-------- EXERCISE INPUT --------

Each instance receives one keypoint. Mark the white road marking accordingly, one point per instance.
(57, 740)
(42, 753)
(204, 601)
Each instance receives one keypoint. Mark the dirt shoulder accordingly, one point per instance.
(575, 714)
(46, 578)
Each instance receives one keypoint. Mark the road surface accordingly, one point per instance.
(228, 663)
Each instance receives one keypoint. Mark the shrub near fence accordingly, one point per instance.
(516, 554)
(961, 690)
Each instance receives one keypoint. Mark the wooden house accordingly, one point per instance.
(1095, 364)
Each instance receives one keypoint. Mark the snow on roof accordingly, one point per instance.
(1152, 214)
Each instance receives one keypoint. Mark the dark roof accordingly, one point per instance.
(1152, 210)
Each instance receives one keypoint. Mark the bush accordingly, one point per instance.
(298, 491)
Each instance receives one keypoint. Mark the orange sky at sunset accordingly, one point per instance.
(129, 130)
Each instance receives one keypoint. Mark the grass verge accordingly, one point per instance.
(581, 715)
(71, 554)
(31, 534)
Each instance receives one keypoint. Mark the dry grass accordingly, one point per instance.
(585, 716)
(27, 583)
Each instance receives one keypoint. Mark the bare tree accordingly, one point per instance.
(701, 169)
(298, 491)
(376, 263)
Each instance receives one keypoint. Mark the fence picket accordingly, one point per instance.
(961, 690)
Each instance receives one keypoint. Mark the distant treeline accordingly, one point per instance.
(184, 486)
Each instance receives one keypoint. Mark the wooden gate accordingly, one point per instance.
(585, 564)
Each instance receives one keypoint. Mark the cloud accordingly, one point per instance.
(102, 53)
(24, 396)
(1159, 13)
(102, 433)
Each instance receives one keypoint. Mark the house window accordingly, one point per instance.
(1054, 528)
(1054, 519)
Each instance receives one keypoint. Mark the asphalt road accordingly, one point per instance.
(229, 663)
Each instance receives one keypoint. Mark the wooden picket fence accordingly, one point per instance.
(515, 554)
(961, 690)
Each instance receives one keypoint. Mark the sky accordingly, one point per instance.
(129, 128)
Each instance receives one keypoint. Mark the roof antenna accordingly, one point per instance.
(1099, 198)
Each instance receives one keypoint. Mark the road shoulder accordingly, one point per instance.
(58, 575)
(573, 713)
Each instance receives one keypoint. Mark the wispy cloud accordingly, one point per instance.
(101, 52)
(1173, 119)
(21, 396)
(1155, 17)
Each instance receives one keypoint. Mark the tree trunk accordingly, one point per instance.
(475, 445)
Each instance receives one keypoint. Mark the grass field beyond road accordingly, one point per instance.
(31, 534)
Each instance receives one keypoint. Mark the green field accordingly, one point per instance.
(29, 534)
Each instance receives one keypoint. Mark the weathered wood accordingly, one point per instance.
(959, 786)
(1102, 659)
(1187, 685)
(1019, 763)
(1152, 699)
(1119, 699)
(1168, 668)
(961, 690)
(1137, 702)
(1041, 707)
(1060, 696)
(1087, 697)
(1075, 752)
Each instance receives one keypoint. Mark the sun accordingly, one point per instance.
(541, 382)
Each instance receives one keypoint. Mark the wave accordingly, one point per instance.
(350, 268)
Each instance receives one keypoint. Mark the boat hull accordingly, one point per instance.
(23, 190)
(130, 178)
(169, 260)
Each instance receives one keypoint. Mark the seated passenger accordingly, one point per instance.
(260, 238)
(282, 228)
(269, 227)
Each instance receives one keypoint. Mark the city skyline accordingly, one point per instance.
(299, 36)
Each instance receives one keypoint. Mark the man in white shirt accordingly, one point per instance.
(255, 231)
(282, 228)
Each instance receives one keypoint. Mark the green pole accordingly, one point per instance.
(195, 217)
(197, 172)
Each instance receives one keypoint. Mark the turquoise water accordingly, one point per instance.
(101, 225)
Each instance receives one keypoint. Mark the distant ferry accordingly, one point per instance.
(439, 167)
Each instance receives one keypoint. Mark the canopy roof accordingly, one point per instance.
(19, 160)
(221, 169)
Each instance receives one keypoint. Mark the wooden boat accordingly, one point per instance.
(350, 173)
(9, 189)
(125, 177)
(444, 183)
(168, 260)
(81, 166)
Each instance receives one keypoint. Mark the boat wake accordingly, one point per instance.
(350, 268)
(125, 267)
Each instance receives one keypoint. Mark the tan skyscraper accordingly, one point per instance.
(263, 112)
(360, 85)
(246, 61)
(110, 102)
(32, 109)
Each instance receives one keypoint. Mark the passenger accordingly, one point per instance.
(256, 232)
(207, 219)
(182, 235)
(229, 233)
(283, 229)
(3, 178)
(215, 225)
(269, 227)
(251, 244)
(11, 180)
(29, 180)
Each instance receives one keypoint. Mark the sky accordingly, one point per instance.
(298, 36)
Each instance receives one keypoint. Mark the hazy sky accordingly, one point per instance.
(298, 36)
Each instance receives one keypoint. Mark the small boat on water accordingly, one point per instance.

--------

## EXERCISE
The required result is an exact repetition of the lines from the one containing "Each instance receives one keypoint. Mark the tan" through the last line of the data.

## REPLY TO THE TASK
Each instance receives one keypoint. Mark the tan skyscraper accordingly, one point per instance.
(263, 112)
(360, 85)
(246, 61)
(110, 102)
(32, 109)
Each instance receives one keypoint. Mark the passenger accordingly, one point per instance.
(256, 232)
(207, 219)
(182, 235)
(229, 233)
(283, 229)
(3, 178)
(215, 225)
(269, 227)
(251, 244)
(11, 180)
(29, 180)
Each instance receives one keypoint. Mark the sky accordingly, one point per instance.
(298, 36)
Each instance receives one keypoint. Mark the hazy sky accordingly, one point per instance.
(298, 36)
Each instance receives one keypoint. Mark the small boat on water accordingly, one point per instance.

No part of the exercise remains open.